Collected data:
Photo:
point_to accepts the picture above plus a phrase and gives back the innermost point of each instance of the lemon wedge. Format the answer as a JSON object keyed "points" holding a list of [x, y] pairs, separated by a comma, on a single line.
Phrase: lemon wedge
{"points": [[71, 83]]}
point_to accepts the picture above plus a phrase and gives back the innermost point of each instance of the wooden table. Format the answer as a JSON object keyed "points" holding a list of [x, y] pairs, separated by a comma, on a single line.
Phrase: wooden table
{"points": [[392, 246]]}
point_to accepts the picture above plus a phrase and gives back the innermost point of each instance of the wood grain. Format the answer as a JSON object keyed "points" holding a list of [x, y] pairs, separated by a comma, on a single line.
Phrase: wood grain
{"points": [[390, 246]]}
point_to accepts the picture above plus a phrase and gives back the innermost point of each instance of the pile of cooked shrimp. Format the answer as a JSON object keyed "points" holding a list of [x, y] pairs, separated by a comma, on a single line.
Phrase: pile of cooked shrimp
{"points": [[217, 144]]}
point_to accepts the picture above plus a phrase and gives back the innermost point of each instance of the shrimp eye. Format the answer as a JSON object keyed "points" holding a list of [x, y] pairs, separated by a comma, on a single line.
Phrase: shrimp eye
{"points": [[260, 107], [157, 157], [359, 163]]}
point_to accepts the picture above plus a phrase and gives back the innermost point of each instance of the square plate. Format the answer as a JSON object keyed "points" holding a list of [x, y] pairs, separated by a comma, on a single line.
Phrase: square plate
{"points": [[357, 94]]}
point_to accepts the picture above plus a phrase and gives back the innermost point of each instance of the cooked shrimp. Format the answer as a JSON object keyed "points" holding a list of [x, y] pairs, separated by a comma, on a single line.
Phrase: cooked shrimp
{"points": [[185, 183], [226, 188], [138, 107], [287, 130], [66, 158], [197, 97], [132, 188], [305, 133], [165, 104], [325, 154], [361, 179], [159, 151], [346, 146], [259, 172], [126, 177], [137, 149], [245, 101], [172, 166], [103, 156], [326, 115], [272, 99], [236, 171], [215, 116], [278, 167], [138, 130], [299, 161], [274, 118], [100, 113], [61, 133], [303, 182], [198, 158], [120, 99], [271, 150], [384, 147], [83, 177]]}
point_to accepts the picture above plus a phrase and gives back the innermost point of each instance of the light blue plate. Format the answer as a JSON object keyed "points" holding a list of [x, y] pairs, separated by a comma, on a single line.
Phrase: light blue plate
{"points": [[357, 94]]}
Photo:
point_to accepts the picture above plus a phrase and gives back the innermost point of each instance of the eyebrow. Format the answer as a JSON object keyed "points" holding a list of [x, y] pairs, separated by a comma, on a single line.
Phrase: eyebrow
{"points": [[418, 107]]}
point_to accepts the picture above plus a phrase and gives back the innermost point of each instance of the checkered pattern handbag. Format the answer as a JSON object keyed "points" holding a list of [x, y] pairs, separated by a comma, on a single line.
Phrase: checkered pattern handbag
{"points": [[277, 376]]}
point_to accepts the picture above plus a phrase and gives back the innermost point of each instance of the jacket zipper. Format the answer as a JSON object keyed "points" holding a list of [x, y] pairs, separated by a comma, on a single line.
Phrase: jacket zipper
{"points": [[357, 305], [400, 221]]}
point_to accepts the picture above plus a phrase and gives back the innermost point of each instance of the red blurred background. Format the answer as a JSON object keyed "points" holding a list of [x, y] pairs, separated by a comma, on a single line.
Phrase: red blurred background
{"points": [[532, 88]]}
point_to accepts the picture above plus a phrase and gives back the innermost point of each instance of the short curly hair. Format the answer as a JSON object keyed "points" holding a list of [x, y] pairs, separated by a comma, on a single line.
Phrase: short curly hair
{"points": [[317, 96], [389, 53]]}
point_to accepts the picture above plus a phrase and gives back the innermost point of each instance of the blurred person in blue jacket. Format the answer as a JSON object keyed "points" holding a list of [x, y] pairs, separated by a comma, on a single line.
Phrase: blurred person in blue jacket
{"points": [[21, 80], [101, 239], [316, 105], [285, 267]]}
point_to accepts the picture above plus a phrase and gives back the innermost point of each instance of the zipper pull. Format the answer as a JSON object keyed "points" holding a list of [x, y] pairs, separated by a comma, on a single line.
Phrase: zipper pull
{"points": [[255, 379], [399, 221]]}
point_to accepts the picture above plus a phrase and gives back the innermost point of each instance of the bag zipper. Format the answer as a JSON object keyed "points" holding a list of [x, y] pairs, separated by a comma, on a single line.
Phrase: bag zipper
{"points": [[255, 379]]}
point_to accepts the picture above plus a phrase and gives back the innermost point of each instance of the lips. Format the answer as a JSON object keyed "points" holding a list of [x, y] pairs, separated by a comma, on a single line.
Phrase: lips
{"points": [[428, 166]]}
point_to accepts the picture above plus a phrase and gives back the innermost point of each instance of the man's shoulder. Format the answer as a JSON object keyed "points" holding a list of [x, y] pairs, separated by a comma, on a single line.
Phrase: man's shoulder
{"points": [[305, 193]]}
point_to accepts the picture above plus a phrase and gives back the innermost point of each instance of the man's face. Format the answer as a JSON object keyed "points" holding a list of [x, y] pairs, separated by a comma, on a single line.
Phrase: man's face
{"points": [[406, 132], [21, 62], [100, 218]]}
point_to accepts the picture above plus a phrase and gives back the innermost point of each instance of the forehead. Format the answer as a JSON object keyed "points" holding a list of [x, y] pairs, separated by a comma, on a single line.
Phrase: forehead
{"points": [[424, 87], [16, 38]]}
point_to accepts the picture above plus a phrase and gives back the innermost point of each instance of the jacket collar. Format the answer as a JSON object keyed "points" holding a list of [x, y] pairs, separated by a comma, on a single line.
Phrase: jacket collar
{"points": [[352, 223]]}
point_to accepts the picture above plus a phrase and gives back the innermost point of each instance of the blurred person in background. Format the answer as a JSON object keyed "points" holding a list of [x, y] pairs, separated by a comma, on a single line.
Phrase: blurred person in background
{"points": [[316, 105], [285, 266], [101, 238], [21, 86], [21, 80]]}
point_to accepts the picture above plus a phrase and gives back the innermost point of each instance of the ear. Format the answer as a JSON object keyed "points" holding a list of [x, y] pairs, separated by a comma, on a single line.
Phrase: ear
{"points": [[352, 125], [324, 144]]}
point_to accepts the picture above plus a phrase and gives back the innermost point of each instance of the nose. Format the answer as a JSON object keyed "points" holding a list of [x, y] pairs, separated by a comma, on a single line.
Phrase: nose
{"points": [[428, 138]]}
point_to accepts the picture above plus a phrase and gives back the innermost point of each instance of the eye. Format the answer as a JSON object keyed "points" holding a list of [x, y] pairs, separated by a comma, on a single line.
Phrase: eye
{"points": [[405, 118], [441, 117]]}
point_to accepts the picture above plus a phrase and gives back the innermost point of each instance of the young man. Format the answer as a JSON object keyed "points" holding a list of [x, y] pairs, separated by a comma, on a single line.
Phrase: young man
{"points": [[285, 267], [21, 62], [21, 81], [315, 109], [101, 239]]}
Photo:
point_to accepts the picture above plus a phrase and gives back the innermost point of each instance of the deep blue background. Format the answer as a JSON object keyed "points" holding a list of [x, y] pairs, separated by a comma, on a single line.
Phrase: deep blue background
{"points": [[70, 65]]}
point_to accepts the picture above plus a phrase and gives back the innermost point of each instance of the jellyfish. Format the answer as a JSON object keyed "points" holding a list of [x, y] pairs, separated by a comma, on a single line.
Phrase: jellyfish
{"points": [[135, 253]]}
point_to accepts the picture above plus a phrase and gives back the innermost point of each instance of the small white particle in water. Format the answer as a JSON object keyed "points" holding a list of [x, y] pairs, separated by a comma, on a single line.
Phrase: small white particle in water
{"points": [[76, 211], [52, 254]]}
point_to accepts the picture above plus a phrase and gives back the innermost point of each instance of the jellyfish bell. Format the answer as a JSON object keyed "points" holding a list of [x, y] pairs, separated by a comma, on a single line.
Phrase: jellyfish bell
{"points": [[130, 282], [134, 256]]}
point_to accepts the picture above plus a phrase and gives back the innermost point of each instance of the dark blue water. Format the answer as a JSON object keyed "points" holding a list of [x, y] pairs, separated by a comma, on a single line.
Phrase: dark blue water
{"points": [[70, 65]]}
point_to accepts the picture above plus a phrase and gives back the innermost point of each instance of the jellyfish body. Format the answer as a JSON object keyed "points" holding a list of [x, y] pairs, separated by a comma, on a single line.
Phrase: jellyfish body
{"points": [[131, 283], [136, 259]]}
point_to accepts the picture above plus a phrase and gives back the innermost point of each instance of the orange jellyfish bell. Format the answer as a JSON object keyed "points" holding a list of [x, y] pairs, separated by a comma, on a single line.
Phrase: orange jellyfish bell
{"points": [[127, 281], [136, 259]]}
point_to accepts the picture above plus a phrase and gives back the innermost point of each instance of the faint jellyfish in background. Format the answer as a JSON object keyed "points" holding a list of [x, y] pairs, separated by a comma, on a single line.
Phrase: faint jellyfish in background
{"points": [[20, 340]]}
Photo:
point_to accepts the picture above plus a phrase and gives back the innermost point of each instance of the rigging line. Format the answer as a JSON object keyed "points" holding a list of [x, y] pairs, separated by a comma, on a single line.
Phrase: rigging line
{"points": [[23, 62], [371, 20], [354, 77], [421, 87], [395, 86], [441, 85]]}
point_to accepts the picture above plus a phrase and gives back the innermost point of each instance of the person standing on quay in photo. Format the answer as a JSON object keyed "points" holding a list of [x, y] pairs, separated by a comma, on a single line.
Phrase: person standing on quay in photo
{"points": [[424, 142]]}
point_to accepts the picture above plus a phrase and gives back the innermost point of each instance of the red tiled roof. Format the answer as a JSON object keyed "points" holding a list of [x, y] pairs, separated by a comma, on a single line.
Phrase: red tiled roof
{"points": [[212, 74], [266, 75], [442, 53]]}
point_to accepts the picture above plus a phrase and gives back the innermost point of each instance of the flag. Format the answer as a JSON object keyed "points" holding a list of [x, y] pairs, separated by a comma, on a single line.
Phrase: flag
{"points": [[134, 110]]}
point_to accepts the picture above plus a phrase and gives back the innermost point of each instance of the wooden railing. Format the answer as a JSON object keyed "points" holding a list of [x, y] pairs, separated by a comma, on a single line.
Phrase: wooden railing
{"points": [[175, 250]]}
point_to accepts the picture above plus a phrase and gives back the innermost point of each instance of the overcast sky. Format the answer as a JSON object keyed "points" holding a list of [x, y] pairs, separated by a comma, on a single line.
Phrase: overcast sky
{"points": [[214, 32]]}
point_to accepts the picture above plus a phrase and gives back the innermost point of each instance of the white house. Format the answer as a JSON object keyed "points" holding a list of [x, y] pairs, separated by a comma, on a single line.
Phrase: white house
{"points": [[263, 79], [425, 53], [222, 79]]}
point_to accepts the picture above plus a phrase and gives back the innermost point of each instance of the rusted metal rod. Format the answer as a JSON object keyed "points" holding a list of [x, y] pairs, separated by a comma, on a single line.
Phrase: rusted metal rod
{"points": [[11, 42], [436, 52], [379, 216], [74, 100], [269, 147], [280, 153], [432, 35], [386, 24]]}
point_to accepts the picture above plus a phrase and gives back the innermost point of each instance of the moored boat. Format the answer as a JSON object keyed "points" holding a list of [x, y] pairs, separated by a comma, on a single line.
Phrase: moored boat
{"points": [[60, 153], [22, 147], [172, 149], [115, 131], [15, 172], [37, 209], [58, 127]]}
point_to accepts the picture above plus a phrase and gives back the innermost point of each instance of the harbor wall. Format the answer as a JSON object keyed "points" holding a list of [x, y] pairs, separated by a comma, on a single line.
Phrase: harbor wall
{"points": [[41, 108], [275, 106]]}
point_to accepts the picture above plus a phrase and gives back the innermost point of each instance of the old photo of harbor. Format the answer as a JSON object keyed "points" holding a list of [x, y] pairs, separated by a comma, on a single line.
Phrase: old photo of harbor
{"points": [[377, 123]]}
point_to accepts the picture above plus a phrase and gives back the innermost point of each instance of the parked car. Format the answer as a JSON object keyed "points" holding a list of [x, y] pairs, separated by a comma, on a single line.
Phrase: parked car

→ **WHAT TO DO**
Extract exactly and only the lines above from the line containing "of the eyebrow." through the line containing "in blue jacket.", both end lines included.

→ **RESULT**
point_to accepts the picture above plus a phrase and gives back the innermost point of each instance of the eyebrow. Format the answer as a JSON object keyed "points" holding a list of [x, y] pairs, separated by a comma, on a single line.
Phrase: eyebrow
{"points": [[418, 107]]}
point_to accepts the picture above plus a phrase and gives back the innermost point of each instance of the checkered pattern handbag. Format the answer as a JSON object keyed "points" holding a list of [x, y] pairs, separated by a comma, on a single line.
Phrase: checkered pattern handbag
{"points": [[277, 376]]}
point_to accepts the picture above plus a phrase and gives back the innermost point of each instance of the jacket zipper. Format the answer as a JSON object keyed "points" holding a list of [x, y] pairs, separated by a comma, on a single line.
Phrase: jacket zipper
{"points": [[357, 305], [400, 221]]}
point_to accepts the picture above plus a phrase and gives back the innermost point of each instance of the red blurred background. Format the answer as a JSON object keyed "points" holding a list of [x, y] pairs, separated by a comma, on a single line.
Phrase: red blurred background
{"points": [[532, 88]]}
point_to accepts the picture above plus a phrase and gives back the innermost point of each instance of the short curly hair. Format the answer as a JSON object keyed "points" holding a list of [x, y] pairs, separated by a comma, on a single line.
Phrase: short curly hair
{"points": [[317, 96], [389, 53]]}
point_to accepts the picture above plus a phrase and gives back the innermost point of each instance of the blurred person in blue jacket. Format the answer as a JSON object keyed "points" holding a list of [x, y] pairs, separated by a comma, on a single line.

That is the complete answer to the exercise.